** BEGIN Records provided **

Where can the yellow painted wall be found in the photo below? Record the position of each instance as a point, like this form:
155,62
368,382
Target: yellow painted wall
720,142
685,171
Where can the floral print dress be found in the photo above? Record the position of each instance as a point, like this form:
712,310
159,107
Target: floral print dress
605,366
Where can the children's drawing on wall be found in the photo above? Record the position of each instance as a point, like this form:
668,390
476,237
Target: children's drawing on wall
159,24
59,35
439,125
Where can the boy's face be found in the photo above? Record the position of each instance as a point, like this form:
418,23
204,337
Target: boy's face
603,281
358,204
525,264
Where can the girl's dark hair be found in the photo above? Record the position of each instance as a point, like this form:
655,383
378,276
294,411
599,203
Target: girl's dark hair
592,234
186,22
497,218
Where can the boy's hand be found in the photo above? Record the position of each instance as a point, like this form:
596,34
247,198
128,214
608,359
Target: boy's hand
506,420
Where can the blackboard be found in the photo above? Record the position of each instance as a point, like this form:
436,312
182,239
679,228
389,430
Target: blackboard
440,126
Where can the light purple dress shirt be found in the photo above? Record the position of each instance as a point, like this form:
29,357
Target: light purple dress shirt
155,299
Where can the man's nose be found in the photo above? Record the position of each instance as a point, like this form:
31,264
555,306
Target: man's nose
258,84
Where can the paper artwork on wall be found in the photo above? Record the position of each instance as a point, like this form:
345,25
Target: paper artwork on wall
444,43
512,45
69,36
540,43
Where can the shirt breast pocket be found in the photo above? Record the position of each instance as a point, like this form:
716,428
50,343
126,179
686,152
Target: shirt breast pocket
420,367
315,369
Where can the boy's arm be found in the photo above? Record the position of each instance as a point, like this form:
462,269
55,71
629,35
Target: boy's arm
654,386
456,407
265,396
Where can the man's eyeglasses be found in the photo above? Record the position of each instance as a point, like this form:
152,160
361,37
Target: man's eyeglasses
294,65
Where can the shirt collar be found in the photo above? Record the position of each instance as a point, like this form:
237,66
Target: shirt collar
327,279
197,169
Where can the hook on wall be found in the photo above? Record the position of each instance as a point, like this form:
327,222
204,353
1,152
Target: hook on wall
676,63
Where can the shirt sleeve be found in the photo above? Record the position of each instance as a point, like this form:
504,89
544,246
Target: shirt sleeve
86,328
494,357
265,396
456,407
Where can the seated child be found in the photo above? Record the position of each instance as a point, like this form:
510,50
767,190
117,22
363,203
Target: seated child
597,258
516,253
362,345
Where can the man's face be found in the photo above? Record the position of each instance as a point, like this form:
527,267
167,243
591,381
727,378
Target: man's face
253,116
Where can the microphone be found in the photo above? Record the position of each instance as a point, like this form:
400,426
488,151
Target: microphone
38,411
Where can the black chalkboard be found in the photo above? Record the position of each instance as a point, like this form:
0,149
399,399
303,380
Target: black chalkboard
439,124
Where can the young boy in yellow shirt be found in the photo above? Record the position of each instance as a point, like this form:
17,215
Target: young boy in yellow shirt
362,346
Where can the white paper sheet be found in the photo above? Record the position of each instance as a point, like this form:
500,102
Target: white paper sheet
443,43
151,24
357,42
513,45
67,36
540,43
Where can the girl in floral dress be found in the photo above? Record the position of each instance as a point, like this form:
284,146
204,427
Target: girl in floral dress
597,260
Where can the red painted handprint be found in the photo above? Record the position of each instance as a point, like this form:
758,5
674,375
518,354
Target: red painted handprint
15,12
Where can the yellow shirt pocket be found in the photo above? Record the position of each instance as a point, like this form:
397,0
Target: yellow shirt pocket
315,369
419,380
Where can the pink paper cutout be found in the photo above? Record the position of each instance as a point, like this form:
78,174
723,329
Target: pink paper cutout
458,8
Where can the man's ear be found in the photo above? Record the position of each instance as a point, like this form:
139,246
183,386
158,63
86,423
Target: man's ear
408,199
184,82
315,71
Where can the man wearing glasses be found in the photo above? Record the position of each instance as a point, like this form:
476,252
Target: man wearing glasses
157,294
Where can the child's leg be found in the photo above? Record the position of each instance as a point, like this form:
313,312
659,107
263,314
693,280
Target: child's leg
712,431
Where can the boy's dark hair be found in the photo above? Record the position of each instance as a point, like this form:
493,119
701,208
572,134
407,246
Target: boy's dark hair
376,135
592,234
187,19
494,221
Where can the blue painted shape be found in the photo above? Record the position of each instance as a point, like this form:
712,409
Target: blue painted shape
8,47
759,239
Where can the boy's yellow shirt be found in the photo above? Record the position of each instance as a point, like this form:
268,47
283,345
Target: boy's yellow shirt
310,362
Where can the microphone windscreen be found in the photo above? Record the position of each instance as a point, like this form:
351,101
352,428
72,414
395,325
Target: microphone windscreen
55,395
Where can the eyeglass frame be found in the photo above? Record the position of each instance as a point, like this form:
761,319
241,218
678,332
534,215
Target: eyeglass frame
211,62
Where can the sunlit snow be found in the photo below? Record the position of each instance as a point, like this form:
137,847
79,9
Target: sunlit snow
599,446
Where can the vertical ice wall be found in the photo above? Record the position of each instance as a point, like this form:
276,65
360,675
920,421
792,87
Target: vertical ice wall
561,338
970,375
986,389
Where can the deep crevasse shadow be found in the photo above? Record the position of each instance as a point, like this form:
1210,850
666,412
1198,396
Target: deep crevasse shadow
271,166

** END Records provided **

> **Your task**:
Give all the records again. Match them exactly.

> **Worked answer**:
Where can the yellow painted wall be found in the photo below? Record the position of each instance as a point, like this form:
155,62
368,382
Target: yellow painted wall
720,142
685,171
Where can the floral print dress be found in the photo above? Record the position of each instance as a point, like this form:
712,310
159,107
Target: floral print dress
605,366
Where can the children's drawing on wall be found in the photo above? Record the position of each instance as a point, like this form:
668,390
476,237
Target: children's drawing on wall
159,24
59,35
439,125
Where can the boy's face be found in the photo above? Record the position of each instance as a point, like this form:
418,23
204,337
Target: boy's face
603,281
358,204
525,264
Where can the girl's dark hair be found in the photo above? Record the position of each instance as a point, like this form:
655,383
378,276
294,411
599,203
Target: girl's dark hair
592,234
186,22
497,218
Where can the boy's hand be found in the photo above? Record the position of each instance as a point, like this form:
596,34
247,198
128,214
608,359
Target: boy's hand
506,420
Where can the blackboard be found in the photo above? Record the position of each instance as a point, like this form:
436,312
182,239
679,228
389,430
Target: blackboard
440,126
Where can the light purple dress shirt be found in the photo above? Record the position of each instance as a point, like this form:
29,357
Target: light purple dress shirt
155,299
Where can the man's nose be found in the photo above? Record the position of each instance as a point, like this form:
31,264
555,306
Target: man's nose
258,84
Where can the paper artwork on wall be found in the photo above? Record the position of each instance as a point, like this form:
345,25
Target: paper artwork on wall
444,43
512,45
69,36
540,43
Where can the shirt breast pocket be found in the photo above? Record the position of each instance as a point, like this form:
716,428
50,343
126,179
686,152
Target: shirt breast pocket
420,367
315,369
Where can the boy's arm be found in the photo above? Record the position of each instance as a point, like this form:
462,269
55,71
629,35
Target: boy's arm
654,386
456,407
265,396
Where can the man's eyeglasses be found in the photo above? Record the position of each instance as a point, like this form:
152,160
361,37
Target: man's eyeglasses
294,65
Where can the shirt collar be found in the photo above? Record the position of each instance as a point, like this form:
237,66
Target: shirt collar
327,279
197,169
Where can the hook on wall be found in the photo above? Record the position of each instance as a point, like this form:
327,222
204,353
1,152
Target: hook on wall
676,63
Where can the shirt sleeve be found in the photo above? Record the position of each instance as a point, like this form:
504,89
544,246
Target: shirt sleeve
86,328
494,357
265,396
456,407
Where can the seated child be found in the photo above? Record the position of each instance as a point, like this form:
510,50
767,190
117,22
363,203
Target: seated child
597,258
516,253
362,345
Where can the man's face be found in the photo above? Record the position of each instance as a point, like this form:
527,267
167,243
591,381
727,378
Target: man's face
253,116
Where can the microphone be found in the photo above? Record the position of each instance as a point, like this form:
400,426
488,151
Target: microphone
38,411
Where can the black chalkboard be found in the photo above? Record the position of each instance as a point, like this form:
0,149
399,399
303,380
Target: black chalkboard
439,124
Where can the young boy in yellow shirt be found in the photo above? Record the position of each instance as a point, like this form:
17,215
Target: young boy in yellow shirt
362,346
Where can the white paper sheet be found in the photo above? Record the position of each instance as a point, like this form:
500,102
Target: white paper sheet
443,43
151,24
357,42
513,45
67,36
540,43
Where can the girl in floral dress be found in the photo above? Record the position of each instance as a point, like this form:
284,146
204,427
Target: girl in floral dress
597,260
Where can the red painted handprint be found in the photo above? Record the position of each instance as a point, like this form:
758,5
674,375
518,354
Target: red painted handprint
15,12
Where can the yellow shirt pocket be found in the photo above? Record the position of each instance as a point, like this form:
397,0
Target: yellow shirt pocket
315,369
419,380
Where can the pink paper cutout be found in the photo above? Record the position of each instance as a point, like this form:
78,174
723,329
Target: pink paper cutout
458,8
Where can the man's ear be found in the photo above? Record the position of each instance as a point, like this form:
139,246
183,386
158,63
86,423
Target: man's ear
408,199
184,82
315,71
Where can the man wearing glasses be found in the photo above? Record the position of each instance as a point, like this form:
476,252
Target: man wearing glasses
157,294
Where can the child's leg be found in the photo above? Record the position of each instance as a point, like this form:
313,312
659,107
263,314
693,280
Target: child's leg
712,431
Where can the boy's dark hair be found in the photo above? Record the position of each instance as a point, like this form:
493,119
701,208
572,134
407,246
Target: boy's dark hair
376,135
592,234
187,19
494,221
Where can the blue painted shape be found in the photo above? Record the position of each instance as a point, like this form:
712,409
Target: blue painted shape
8,47
759,239
Where can the boy's yellow shirt be found in the photo above? Record the position of each instance as a point, like this form:
268,47
283,345
Target: boy's yellow shirt
310,362
Where can the microphone windscreen be found in the photo above? Record the position of each instance as a point, like this form:
351,101
352,428
72,414
395,325
Target: microphone windscreen
55,395
Where can the eyeglass frame be found in the photo above? Record the position of each instance as a point, like this form:
761,319
241,218
678,332
534,215
Target: eyeglass frame
211,62
Where can the sunlit snow be found in the photo below? Record the position of each instance as a point, like this form:
137,847
79,9
Target: sunlit snow
599,446
Where can the vertical ice wall be found in the photo above? Record the position of each instance as a point, like this form:
276,65
360,675
920,421
792,87
Target: vertical ice wall
561,338
970,375
986,389
Where can the deep crevasse shadow be found in the photo above? Record the position of each instance as a point, like this form:
1210,850
666,412
1198,396
Target: deep crevasse shadow
271,166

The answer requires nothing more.